■ **Список задач**
1. Какие фразы, взятые в кавычки, приводятся в абзаце источника, который начинается словами «Они были среди людей одиноки»? Перечислите все.
2. Выведите нумерованным списком ту часть строк, что идут после источника, которая открывается строкой с «In this exercise you will point out the sunlit» и закрывается строкой с «[(255, 183)]», включая обе. Пустые строки пропустите.

■ **Источник**
„Утомляются и юноши и ослабевают, и молодые люди падают, а надеющиеся на Господа обновятся в силе, поднимут крылья, как орлы“.
Вот где тайна неиссякающей силы и воли к добру у всех этих героев веры, начиная от Моисея и ап. Павла и кончая такими, как Ливингстон, который с компасом и с Евангелием в руках и в сердце пробивается через дикие леса южной Африки на расстоянии тысяч верст, окруженный враждой и клеветой со стороны работорговцев.
Они были среди людей одиноки, но никогда не были одни. „Не бойся, только веруй“. „Не бойся, Я с тобой“. „Око Мое над тобою“. „Не оставлю вас сиротами - приду к вам“, - говорил Христос Своим ученикам.
Молитва, как реальное общение с живым Богом, давала им постоянный приток силы.

■ **Исходные данные**
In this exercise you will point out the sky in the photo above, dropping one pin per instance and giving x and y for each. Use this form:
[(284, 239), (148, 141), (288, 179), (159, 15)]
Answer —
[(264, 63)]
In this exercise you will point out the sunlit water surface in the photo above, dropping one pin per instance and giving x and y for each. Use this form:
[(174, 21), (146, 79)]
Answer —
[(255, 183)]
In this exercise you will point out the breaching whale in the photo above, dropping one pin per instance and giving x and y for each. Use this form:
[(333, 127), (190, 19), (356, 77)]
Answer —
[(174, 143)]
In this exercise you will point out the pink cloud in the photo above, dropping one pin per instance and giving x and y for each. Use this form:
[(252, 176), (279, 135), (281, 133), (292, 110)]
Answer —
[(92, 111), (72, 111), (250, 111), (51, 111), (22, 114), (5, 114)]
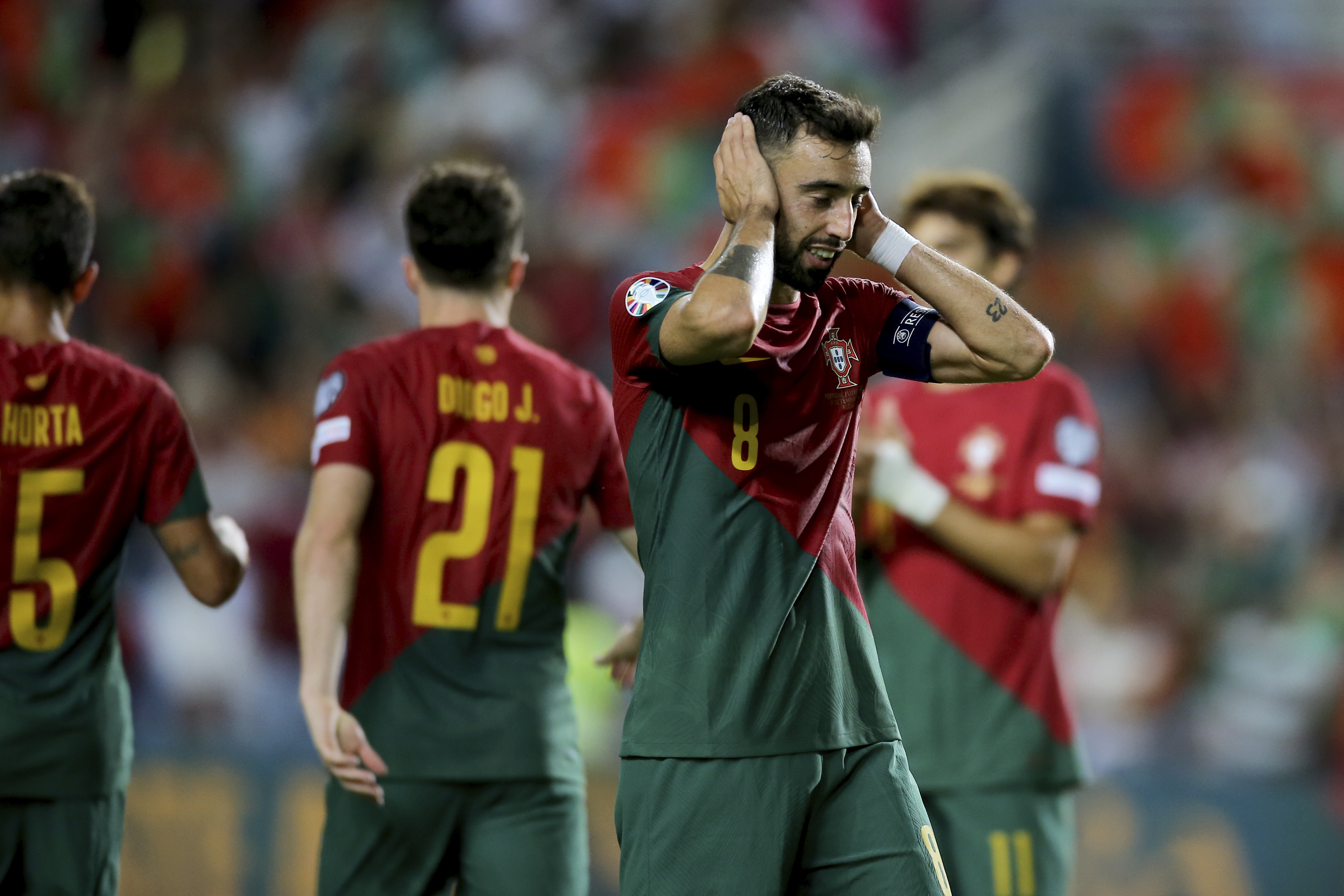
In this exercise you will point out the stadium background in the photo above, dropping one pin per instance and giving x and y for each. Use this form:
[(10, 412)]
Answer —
[(1187, 158)]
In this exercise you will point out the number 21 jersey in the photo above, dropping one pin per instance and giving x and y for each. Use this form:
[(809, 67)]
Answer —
[(483, 448)]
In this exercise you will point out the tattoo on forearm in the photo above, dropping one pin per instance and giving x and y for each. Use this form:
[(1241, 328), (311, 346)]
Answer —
[(740, 262)]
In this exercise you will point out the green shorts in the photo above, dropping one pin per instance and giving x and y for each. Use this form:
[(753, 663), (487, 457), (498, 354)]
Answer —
[(499, 839), (61, 847), (843, 821), (1006, 843)]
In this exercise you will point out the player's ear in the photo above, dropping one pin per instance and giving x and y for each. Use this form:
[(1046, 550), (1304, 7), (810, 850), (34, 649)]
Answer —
[(413, 280), (80, 291), (517, 271)]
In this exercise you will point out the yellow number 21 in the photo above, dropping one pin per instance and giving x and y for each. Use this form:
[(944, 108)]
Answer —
[(470, 538), (30, 567)]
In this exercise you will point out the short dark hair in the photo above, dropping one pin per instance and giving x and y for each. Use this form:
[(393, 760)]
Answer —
[(787, 107), (980, 199), (46, 230), (463, 224)]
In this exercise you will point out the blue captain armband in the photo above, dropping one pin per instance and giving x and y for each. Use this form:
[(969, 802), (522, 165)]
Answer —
[(904, 346)]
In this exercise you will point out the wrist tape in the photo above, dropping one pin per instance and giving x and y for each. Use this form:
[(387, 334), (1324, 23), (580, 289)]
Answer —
[(892, 246), (897, 480)]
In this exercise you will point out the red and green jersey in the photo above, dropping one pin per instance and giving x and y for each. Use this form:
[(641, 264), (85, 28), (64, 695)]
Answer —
[(967, 661), (741, 477), (483, 448), (88, 444)]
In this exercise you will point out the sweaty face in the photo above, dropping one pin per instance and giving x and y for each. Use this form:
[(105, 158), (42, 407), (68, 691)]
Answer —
[(820, 187)]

■ **Решения задач**
1.
1. „Не бойся, только веруй“
2. „Не бойся, Я с тобой“
3. „Око Мое над тобою“
4. „Не оставлю вас сиротами - приду к вам“

2.
1. In this exercise you will point out the sunlit water surface in the photo above, dropping one pin per instance and giving x and y for each. Use this form:
2. [(174, 21), (146, 79)]
3. Answer —
4. [(255, 183)]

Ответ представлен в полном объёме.